### Estratto

News
Italians do it better: 10 titoli cult da riscoprire su Prime Video
Un'attitudine di cui bisogna farsi carico per poter godere appieno dell'offerta delle piattaforme streaming è... aver voglia di cercare. I cataloghi online non sono certo esaustivi e andare a scovare i titoli meno noti alla ricerca di una gioiello da vedere (o rivedere, perché no) è uno sport a volte faticoso.

Ma, una volta compiuta la missione quasi impossibile di non adagiarsi sui soliti film che ci vengono continuamente schiaffati in faccia, ci si trova di fronte a un'offerta molto più appagante di quanto ci si potesse aspettare. Andando a spulciare tra i titoli suggeriti più nascosti o tentando ricerche mirate all'interno di generi o, ancora, soffermandosi su autori di culto, ecco spuntare fuori dal catalogo Prime Video alcune chicche da non perdere del cinema italiano degli anni '50 e '60.

Un po' a sorpresa, accanto a indiscutibili maestri come Mario MonicelliMichelangelo Antonioni, fanno capolino alcuni grandi film di autori da recuperare come Valerio Zurlini, Mario Bava e Riccardo Freda, in un fantastico viaggio tra i generi che spazia dalla commedia all'horror.

10) I vampiri (Riccardo Freda, 1957)

### Record del dataset
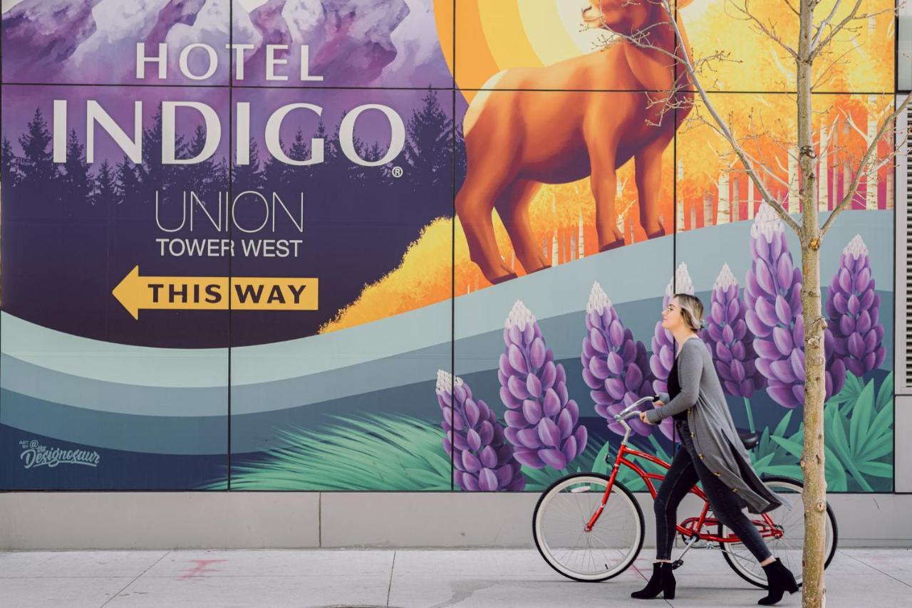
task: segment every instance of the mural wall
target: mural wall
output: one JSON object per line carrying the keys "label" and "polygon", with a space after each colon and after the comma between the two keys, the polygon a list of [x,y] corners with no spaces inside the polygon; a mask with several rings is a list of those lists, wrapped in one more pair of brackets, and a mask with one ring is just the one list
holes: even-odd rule
{"label": "mural wall", "polygon": [[[822,217],[892,103],[869,4],[818,81]],[[0,488],[540,491],[664,390],[678,292],[755,466],[800,477],[797,240],[595,5],[5,0]],[[798,212],[788,58],[678,5]],[[893,489],[889,149],[822,249],[831,491]]]}

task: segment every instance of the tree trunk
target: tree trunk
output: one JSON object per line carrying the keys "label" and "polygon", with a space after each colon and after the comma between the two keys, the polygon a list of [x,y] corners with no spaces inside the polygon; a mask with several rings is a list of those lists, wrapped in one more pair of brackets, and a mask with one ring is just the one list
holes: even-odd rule
{"label": "tree trunk", "polygon": [[[801,299],[804,316],[804,450],[802,469],[804,472],[804,551],[802,559],[804,584],[802,605],[804,608],[825,605],[824,581],[824,548],[826,514],[826,479],[824,477],[824,397],[825,391],[825,359],[824,328],[826,322],[820,304],[820,229],[817,223],[816,158],[812,127],[813,70],[811,40],[814,34],[815,0],[802,0],[801,28],[798,41],[797,110],[798,110],[798,175],[802,209],[801,241],[803,285]],[[790,171],[791,172],[791,171]],[[790,190],[794,189],[791,184]],[[793,210],[794,211],[794,210]]]}

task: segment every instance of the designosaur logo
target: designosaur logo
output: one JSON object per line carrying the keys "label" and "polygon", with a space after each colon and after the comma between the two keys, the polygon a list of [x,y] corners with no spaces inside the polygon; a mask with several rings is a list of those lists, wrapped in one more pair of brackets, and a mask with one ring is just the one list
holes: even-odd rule
{"label": "designosaur logo", "polygon": [[19,459],[26,469],[48,467],[53,469],[61,464],[85,465],[98,467],[101,457],[95,450],[64,449],[54,446],[45,446],[37,439],[28,439],[19,442],[22,453]]}

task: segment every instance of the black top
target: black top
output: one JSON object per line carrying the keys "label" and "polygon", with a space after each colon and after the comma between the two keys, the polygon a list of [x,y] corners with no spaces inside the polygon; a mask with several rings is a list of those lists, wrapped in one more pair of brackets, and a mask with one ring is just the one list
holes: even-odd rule
{"label": "black top", "polygon": [[[668,372],[668,401],[678,397],[678,393],[681,392],[681,386],[678,382],[678,356],[675,355],[675,362],[671,364],[671,371]],[[683,412],[678,412],[671,417],[673,420],[687,420],[687,410]]]}

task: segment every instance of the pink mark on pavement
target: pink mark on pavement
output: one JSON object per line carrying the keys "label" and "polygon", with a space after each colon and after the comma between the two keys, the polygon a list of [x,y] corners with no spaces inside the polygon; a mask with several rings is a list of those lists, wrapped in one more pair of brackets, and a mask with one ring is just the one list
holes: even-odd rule
{"label": "pink mark on pavement", "polygon": [[196,563],[195,566],[187,570],[183,576],[180,577],[178,581],[190,581],[191,579],[197,579],[202,577],[203,574],[208,574],[210,572],[218,572],[218,570],[207,570],[209,564],[218,563],[219,562],[227,562],[228,560],[191,560],[191,562]]}

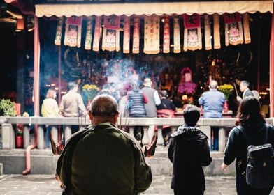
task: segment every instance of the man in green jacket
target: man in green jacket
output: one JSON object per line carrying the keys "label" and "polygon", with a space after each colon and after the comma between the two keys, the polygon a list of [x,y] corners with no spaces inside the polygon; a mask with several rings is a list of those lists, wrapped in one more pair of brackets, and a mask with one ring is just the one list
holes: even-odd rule
{"label": "man in green jacket", "polygon": [[150,166],[135,139],[115,125],[117,110],[110,95],[92,101],[92,125],[71,136],[58,159],[65,194],[129,195],[150,187]]}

### Attività da svolgere
**a)** Riporti fedelmente il passo dell'articolo compreso tra "Un po' a sorpresa, accanto" e "(Riccardo Freda, 1957)", estremi inclusi.
**b)** Secondo l'articolo, a quali decenni del cinema italiano appartengono le chicche individuate nel catalogo Prime Video?
I record provengono da una fonte diversa.

### Soluzioni
**a)**
Un po' a sorpresa, accanto a indiscutibili maestri come Mario MonicelliMichelangelo Antonioni, fanno capolino alcuni grandi film di autori da recuperare come Valerio Zurlini, Mario Bava e Riccardo Freda, in un fantastico viaggio tra i generi che spazia dalla commedia all'horror.

10) I vampiri (Riccardo Freda, 1957)

**b)** Agli anni '50 e '60.